Task requirements
Please convert the data below into a two-column CSV with the headers "prompt" and "result", one row per request, giving each request's text and its answer in a single quoted field with line breaks replaced by spaces.

====

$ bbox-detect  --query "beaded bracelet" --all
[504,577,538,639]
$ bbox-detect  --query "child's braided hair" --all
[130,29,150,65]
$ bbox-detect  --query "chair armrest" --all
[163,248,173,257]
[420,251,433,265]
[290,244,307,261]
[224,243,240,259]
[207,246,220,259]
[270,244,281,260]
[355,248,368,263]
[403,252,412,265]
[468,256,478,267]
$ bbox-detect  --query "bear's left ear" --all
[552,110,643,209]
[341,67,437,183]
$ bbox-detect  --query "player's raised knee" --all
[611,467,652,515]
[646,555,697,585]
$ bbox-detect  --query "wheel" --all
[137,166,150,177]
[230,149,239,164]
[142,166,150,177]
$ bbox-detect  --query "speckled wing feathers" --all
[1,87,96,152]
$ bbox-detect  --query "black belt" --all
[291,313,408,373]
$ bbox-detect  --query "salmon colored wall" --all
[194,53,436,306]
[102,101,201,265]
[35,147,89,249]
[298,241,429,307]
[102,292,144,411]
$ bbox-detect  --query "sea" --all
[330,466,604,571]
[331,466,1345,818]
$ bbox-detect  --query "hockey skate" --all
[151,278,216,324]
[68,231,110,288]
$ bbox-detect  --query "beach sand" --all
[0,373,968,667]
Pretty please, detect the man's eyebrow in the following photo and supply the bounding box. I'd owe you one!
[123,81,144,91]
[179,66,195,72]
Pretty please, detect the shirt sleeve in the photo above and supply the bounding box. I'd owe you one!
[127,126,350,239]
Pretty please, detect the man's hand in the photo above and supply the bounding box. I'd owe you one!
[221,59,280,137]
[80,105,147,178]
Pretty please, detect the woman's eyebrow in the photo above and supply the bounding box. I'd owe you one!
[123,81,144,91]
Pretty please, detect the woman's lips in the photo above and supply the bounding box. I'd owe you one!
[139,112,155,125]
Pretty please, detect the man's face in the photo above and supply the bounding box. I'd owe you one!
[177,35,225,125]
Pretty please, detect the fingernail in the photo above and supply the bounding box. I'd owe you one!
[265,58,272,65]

====

Reply to the task
prompt,result
"$ bbox-detect  --query ""beaded bracelet"" --all","[504,577,538,639]"
"$ bbox-detect  --query ""child's braided hair"" --all","[130,29,150,65]"
"$ bbox-detect  --query ""chair armrest"" --all","[163,248,173,257] [420,251,433,265] [290,244,307,261] [224,243,240,259] [207,246,220,259] [270,244,281,260] [355,248,368,263] [403,252,412,265] [468,256,478,267]"
"$ bbox-detect  --query ""bear's left ear"" --all","[552,110,643,209] [341,67,437,183]"
"$ bbox-detect  --query ""player's raised knee"" --all","[611,467,652,515] [646,555,697,585]"
"$ bbox-detect  --query ""wheel"" --all","[137,166,150,177] [230,149,239,164] [142,166,150,177]"
"$ bbox-detect  --query ""speckled wing feathers"" --all","[1,87,96,152]"
"$ bbox-detect  --query ""black belt"" --all","[291,313,408,373]"
"$ bbox-detect  --query ""salmon colored wall"" --all","[194,53,436,306] [102,101,201,265] [35,147,89,249] [298,241,429,307] [102,292,144,411]"
"$ bbox-detect  --query ""sea"" --all","[330,466,604,571] [331,466,1345,818]"
"$ bbox-detect  --query ""hockey skate"" --all","[151,278,216,324] [68,231,110,288]"
"$ bbox-detect  --query ""beach sand"" --all","[0,373,968,667]"
"Pretty please, detect the man's eyebrow in the following photo and supply the bounding box. I'd owe you one!","[123,81,144,91] [179,66,195,72]"
"Pretty please, detect the shirt sleeve in the photo above and supply the bounding box. I'd owe you one!","[127,126,350,239]"
"Pretty please, detect the man's hand in the photo above and supply the bounding box. I'd owe you one!","[221,59,280,137] [80,105,147,178]"
"Pretty please, detect the woman's eyebrow in the photo above and supply the bounding box. I'd owe you one!","[123,81,144,91]"
"Pretty please, detect the woman's lips in the photo above and supply the bounding box. I'd owe you one!","[139,112,155,125]"
"Pretty please, detect the man's face in the photo above and supply the bounding box. I'd owe you one!","[177,35,225,125]"
"Pretty please, detect the fingernail in the photo above and supply the bounding box. I'd owe you one!","[265,58,272,65]"